-- MATERIAL SHOWN follows --

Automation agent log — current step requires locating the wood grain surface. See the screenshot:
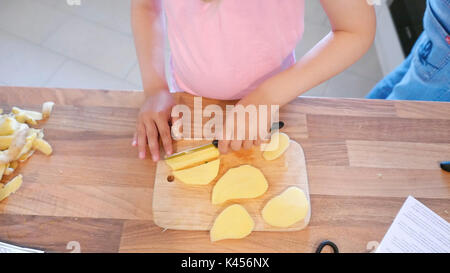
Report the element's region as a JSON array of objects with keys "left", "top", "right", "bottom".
[
  {"left": 153, "top": 140, "right": 311, "bottom": 231},
  {"left": 0, "top": 86, "right": 449, "bottom": 253}
]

-- MATERIAL SHOWN concluded --

:: YOUR TASK ::
The expected output is every line of the data, unchanged, with the pictures skipped.

:: SOLUTION TO THIS TASK ::
Automation agent log — current step requires locating the wood grain surface. See the screenshot:
Report the element's region as a JSON array of objects with keys "left", "top", "right", "bottom".
[
  {"left": 153, "top": 140, "right": 311, "bottom": 231},
  {"left": 0, "top": 86, "right": 449, "bottom": 253}
]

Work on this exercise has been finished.